* [Exercise] Reproduce each of the following lines verbatim.

* [Data shown]
________

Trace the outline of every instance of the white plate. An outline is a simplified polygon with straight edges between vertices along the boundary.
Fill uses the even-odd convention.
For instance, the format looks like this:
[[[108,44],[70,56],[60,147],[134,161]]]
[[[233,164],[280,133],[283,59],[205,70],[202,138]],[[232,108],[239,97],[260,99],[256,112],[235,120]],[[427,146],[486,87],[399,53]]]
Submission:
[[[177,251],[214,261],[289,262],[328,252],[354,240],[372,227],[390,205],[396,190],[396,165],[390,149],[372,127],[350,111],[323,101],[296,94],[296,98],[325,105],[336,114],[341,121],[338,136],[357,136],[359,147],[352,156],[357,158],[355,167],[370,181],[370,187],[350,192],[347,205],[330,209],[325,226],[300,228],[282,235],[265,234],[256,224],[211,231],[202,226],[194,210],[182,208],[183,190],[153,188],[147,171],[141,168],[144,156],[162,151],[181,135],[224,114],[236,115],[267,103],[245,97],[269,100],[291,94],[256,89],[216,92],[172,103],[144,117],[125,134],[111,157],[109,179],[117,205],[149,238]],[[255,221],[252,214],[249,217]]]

________

* [Output for this exercise]
Trace the outline of every instance of the white plate. An outline is a simplified polygon with straight edges between vertices along the boundary.
Fill uses the even-odd convention.
For instance, the format looks like this:
[[[108,44],[70,56],[60,147],[134,161]]]
[[[233,164],[280,133],[283,59],[205,70],[202,138]],[[232,108],[239,97],[260,99],[256,112],[235,120]],[[427,146],[486,87],[399,53]]]
Submission:
[[[177,251],[214,261],[289,262],[328,252],[354,240],[372,227],[390,205],[396,190],[396,165],[390,149],[372,127],[350,111],[323,101],[296,94],[296,98],[325,105],[336,114],[341,121],[338,136],[357,136],[359,147],[352,156],[357,158],[355,167],[370,181],[370,187],[350,192],[347,205],[330,209],[325,226],[300,228],[282,235],[265,234],[256,224],[211,231],[202,226],[194,210],[182,208],[183,190],[153,188],[147,171],[141,168],[144,156],[162,151],[181,135],[224,114],[236,115],[267,103],[245,97],[269,100],[291,94],[256,89],[216,92],[172,103],[144,117],[125,134],[111,157],[109,179],[117,205],[149,238]],[[255,221],[252,214],[249,217]]]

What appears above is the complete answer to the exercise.